• Pointing dataset excerpts:

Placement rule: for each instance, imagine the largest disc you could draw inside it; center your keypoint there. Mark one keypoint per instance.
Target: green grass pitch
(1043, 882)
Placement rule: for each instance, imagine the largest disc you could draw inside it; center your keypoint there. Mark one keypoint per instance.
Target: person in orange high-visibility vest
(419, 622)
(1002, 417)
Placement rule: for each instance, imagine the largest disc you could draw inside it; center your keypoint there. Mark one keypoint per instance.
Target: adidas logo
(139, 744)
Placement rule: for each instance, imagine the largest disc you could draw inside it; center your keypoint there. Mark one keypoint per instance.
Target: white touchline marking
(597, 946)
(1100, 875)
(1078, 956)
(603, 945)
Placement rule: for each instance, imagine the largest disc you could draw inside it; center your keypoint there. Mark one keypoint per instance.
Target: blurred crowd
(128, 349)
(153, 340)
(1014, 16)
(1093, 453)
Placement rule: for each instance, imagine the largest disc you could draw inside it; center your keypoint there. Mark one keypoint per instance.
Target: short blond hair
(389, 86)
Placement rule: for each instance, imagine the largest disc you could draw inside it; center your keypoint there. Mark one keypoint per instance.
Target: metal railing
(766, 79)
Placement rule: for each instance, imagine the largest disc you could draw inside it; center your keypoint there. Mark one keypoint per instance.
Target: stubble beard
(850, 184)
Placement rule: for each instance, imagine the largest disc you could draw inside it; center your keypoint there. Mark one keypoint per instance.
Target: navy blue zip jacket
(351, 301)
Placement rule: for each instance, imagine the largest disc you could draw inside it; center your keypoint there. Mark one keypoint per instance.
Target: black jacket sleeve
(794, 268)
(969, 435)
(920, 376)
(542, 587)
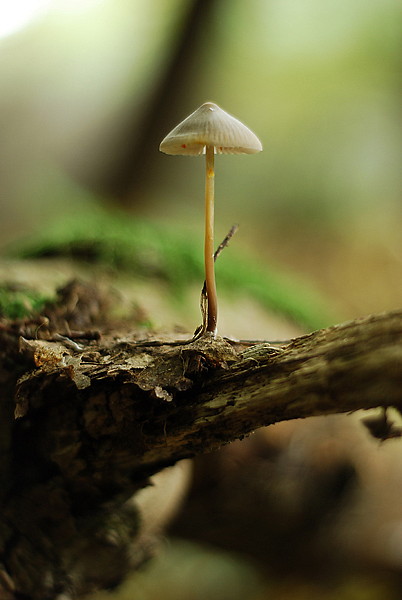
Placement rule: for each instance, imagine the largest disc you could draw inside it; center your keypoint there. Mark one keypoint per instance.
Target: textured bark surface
(85, 422)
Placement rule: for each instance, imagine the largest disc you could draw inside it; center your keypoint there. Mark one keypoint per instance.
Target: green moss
(19, 302)
(148, 250)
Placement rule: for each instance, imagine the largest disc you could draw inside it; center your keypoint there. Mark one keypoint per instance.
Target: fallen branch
(91, 425)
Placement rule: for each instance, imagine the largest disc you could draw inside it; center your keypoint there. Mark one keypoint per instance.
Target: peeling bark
(85, 423)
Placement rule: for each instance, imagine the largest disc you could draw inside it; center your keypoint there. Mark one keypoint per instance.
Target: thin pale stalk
(209, 242)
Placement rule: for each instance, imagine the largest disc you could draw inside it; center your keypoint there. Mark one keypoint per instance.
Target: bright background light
(17, 14)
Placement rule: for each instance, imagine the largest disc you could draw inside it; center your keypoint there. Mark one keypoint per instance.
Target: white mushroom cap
(209, 125)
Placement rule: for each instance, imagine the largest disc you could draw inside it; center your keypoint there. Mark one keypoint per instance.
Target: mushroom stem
(212, 299)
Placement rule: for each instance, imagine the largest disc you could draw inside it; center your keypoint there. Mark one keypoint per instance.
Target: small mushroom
(210, 130)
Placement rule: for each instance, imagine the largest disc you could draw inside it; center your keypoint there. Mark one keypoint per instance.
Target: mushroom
(210, 130)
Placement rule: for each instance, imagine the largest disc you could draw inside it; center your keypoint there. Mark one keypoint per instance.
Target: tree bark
(86, 422)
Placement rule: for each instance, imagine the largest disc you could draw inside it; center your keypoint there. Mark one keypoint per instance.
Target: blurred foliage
(17, 302)
(153, 251)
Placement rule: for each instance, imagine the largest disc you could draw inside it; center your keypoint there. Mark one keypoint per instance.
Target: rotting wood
(84, 426)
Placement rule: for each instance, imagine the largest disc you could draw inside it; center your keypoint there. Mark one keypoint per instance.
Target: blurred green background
(90, 87)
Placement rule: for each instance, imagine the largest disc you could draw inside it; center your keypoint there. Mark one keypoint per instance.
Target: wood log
(86, 422)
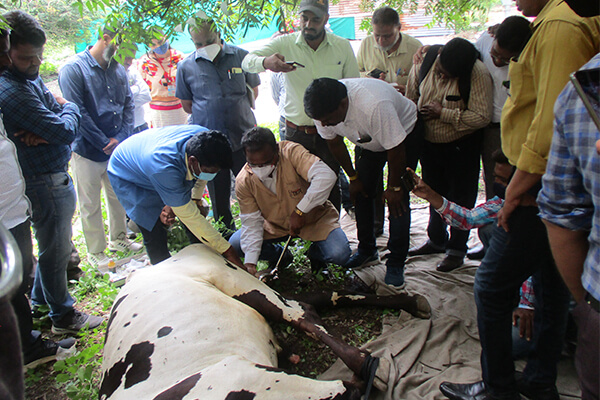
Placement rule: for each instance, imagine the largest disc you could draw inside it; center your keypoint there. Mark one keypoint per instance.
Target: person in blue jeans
(282, 191)
(42, 127)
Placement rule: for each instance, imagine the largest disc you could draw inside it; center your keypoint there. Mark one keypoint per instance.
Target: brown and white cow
(191, 328)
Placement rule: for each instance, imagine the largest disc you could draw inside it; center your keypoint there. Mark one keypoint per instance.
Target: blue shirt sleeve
(71, 82)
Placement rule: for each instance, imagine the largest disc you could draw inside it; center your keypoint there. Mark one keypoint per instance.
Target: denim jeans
(511, 258)
(452, 170)
(369, 167)
(52, 199)
(335, 249)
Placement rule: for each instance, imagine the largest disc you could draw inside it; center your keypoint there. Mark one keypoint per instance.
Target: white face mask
(209, 52)
(263, 172)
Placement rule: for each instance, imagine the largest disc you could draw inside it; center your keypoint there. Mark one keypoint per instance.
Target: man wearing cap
(387, 49)
(317, 54)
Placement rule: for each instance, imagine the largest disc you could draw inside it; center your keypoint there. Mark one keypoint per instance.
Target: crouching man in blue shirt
(170, 167)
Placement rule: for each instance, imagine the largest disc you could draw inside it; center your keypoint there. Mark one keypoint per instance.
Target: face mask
(209, 52)
(205, 176)
(263, 172)
(162, 49)
(499, 190)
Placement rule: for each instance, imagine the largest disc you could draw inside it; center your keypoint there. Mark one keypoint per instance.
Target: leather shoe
(536, 392)
(427, 248)
(471, 391)
(450, 263)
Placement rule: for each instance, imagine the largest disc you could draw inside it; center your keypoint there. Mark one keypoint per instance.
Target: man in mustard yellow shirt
(561, 43)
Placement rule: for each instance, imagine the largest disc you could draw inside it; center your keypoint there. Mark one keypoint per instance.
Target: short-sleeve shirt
(396, 65)
(376, 109)
(149, 170)
(218, 92)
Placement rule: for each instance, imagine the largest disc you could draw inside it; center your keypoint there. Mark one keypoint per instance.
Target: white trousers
(90, 177)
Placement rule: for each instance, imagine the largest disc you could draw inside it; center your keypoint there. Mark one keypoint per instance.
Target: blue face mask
(205, 176)
(162, 49)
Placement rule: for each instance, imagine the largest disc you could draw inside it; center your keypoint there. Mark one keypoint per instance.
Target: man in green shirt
(318, 54)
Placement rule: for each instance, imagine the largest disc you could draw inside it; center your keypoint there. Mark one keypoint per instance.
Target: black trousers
(452, 170)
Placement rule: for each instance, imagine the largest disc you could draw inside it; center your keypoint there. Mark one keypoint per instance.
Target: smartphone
(294, 64)
(407, 182)
(587, 85)
(376, 73)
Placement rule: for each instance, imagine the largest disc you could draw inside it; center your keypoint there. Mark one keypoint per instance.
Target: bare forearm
(569, 249)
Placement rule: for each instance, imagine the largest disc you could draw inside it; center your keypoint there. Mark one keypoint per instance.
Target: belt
(595, 304)
(308, 129)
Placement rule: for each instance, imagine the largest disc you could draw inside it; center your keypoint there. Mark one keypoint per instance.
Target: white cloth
(141, 95)
(375, 109)
(499, 74)
(321, 179)
(14, 205)
(90, 177)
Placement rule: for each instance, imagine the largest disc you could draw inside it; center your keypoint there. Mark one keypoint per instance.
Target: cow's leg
(417, 305)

• Aim: Your task is to reproduce all of the material exactly. The pictures stay out.

• Full answer:
Placement rule: for each instance, imagine the largest disc you could draw inside it; center your keypoint there. Mark one keypoint per instance.
Target: green grass pitch
(1043, 882)
Placement rule: for each instance, imagine the largest disc you could draw inside it; center your keypoint there. Mark one keypoint per instance.
Target: person in orange high-visibility vest
(419, 622)
(1002, 417)
Placement rule: for each instance, imagine the largest disc you could draw inside it; center your keypoint there. Mark one keypoint per instance.
Target: adidas logo
(139, 744)
Placement rule: for each instance, imagine the largest disc you could draw inside it; center your keypoint there. Mark one keypoint per instance.
Target: white touchline marking
(597, 946)
(1100, 875)
(1078, 956)
(603, 945)
Placement rule: for each instance, imagine the largest disc you could draw inside it; center your keypoint there. Mark one keypoint per instance.
Target: blurred crowd
(128, 349)
(153, 340)
(1014, 16)
(1093, 453)
Placement rule: for each instance, imagine the largest disc you could draw inside it; center your keypoint there. Mark one keypoint per instance.
Target: short blond hair
(389, 86)
Placement rule: for each instance, imagine the largest disc you could draw inside it; center your keypoint there. Mark one keypoint per instance.
Target: metal railing
(766, 79)
Placement rule: for each instance, imagine the largest disc you could draw inside it; center your keypoint there. Mark one keypoint per instance.
Target: stubble beard
(850, 184)
Placement rule: for each instance, imagine the largest disc you could draw inside it; center your keypoint there. Mark one keypoint per instance.
Target: navy blue zip jacket
(351, 301)
Placement rule: for each instance, imagine the largest disc you could draw inside it; center your keypoint there. Mark one keypoint per instance.
Target: black jacket sleeve
(794, 268)
(969, 435)
(920, 376)
(542, 587)
Placement rule: for each instance, imagine the largest disc you could draw inside it; center your keypoint there. Mark one keypoint per instance.
Target: textured bark surface
(85, 422)
Placement rule: for each instance, imagine the largest disc you could draw inside it; center your keypoint there. Mark one keypoint per instance.
Target: green moss
(19, 302)
(148, 250)
Placement rule: for each instance, imagine the largest disc you could draw inside it; center your keypoint there. Mark one keypoint per instance.
Target: fallen branch
(91, 425)
Placement rule: for each instance, imagine the largest disc you could draw inside it; center your keypoint there. Mark one keypoint per instance.
Target: peeling bark
(85, 423)
Placement rule: for each instance, imagine the largest disc you could draw inside it; center your keypoint there. Mark one keypoint per instance.
Target: thin pale stalk
(209, 242)
Placement rule: for each instance, imagine the largest disc you could draw inside it; center your keypoint there. Mark one keypoint per instance.
Target: bright background light
(17, 14)
Placement rule: for each instance, imagine the largest disc you could draw inside it; center your keypoint there. Mark one keypoint per instance.
Target: white mushroom cap
(209, 125)
Placement rule: for each instance, imagine the largest disc you could draw inside it; center your keypoint there. Mark one keypoint per instance.
Target: mushroom stem
(212, 299)
Placement rule: for each instance, imagine the largest disc you could draw inside it; center your keypoint there. Mark one keypoint per instance.
Target: small mushroom
(210, 130)
Placement rule: for each instance, imagine the largest disc you could draw inside it; center your keypoint there. Mark one keypoint per instance.
Target: mushroom
(210, 130)
Placement rule: for each instance, imagine the largest disc you could draw inside it; center your keypoint there. Mark one keypoint per instance.
Target: tree bark
(86, 422)
Placement rule: for each instance, imagine the largest disc you could draw inside it; center your keypoint there. Mark one keypoint per instance.
Target: blurred foliage
(17, 302)
(153, 251)
Placement rule: for each instance, imagine the largest disc you could draw inside it; center your keypoint there. Mark one keypoint per instance.
Target: rotting wood
(84, 426)
Placement rule: for each instance, imagine the largest disc you could draw inside it; center your keypoint there. Mark one keypoint per instance.
Target: blurred green background
(90, 87)
Placement rule: for each instance, imagine the largest disc you could draw inside it; center your keypoint there. Mark one keypoint per instance.
Target: wood log
(86, 422)
Placement rule: for each instance, imagine the largest disc you could draw inside it; center your keypoint there. Mark one keypoint per instance.
Target: person in blue jeans
(282, 191)
(42, 127)
Placement rule: for each instance, imagine the largest disc you could draw inside it; center your keypoint there. Mark one keypoint per instance.
Target: brown and white cow
(191, 328)
Placement rule: for each instance, imagine the largest disc you could draw inside it; center your keypoint there. Mark one keypoint per instance.
Target: blue shirt sleeve
(71, 82)
Placement rule: for each instance, imagine the largest disc you could draw inside it; center your keypoint there. Mark one keypoint per instance.
Target: denim jeans
(511, 258)
(452, 170)
(369, 167)
(52, 199)
(335, 249)
Placement rule: for each instance, imagine the largest disc you could draw inside it; center your keypoint there. Mark one keypoint per instance.
Target: white face mask
(209, 52)
(263, 172)
Placement rule: for each instance, imagine the largest disc you could draw inside it; center your keypoint there. Mark one keypoint per instance.
Target: man wearing cap
(387, 49)
(317, 54)
Placement rule: for each instance, imagine the largest disc you could draw inside it; center your keypoint there. Mark one keypoint per instance.
Target: crouching man in blue shirt
(170, 167)
Placement rule: for each instance, imagine the largest disc you could draw inside it; center your keypoint there. Mark one keypoint per instance.
Target: face mask
(209, 52)
(205, 176)
(263, 172)
(162, 49)
(499, 190)
Placement rule: for each instance, imagine the largest disc you could draw inside it; center your keypoint there. Mark one keypoint per instance.
Target: leather shoe
(536, 392)
(427, 248)
(471, 391)
(450, 263)
Placement rule: for each instance, imagine the largest disc you could draw inside it; center your keypoint there. Mark one keypoint per instance.
Target: man in mustard yellow shirt
(561, 43)
Placement rule: for each instance, imagine the largest disc you could draw inside it; center your keypoint there. Mark one keypoint per instance.
Target: short-sleeve shirt
(396, 65)
(376, 109)
(149, 170)
(218, 92)
Placement rule: for each instance, imagine the largest disc you could draw inside it; center your keypoint there. Mark one keypoint per instance.
Target: white trousers
(90, 177)
Placement rule: for each instance, imagine the largest disc you could draw inside it; center your keypoint there. Mark one keypoint per instance.
Target: blue face mask
(205, 176)
(162, 49)
Placement rule: for each instance, imagine the largest disc you could draw inside it; center your keypoint there. Mark one keypoint per instance.
Target: man in green shirt
(318, 54)
Placement rule: for each instance, imagine the largest disc you could draw inside it; center your keypoint there. Mark one keypoint per instance.
Target: black trousers
(452, 170)
Placement rule: for each instance, imagine the largest disc you could draw inside it; center your keypoint there. Mark one keypoint per instance.
Target: smartphone
(294, 64)
(407, 182)
(587, 85)
(376, 73)
Placement rule: for each instance, imagine the largest disc you could draw inside it; center your keypoint there. Mark one keypoint per instance.
Target: bare forearm
(569, 249)
Placement rule: for each instance, imagine the largest disc you could draw inside it; center your keypoint there. Mark one keypoint per instance.
Target: belt
(595, 304)
(308, 129)
Placement rule: for each instance, imagine the largest disc you could draw inside it; center your keypoint there. Mark one keypoint per instance.
Target: white cloth
(141, 95)
(375, 109)
(499, 74)
(321, 179)
(14, 205)
(90, 177)
Placement rule: for each instance, imagine the largest disc you could draw inside it; center your keypoint there. Mark one keypoint per instance.
Target: cow's leg
(417, 305)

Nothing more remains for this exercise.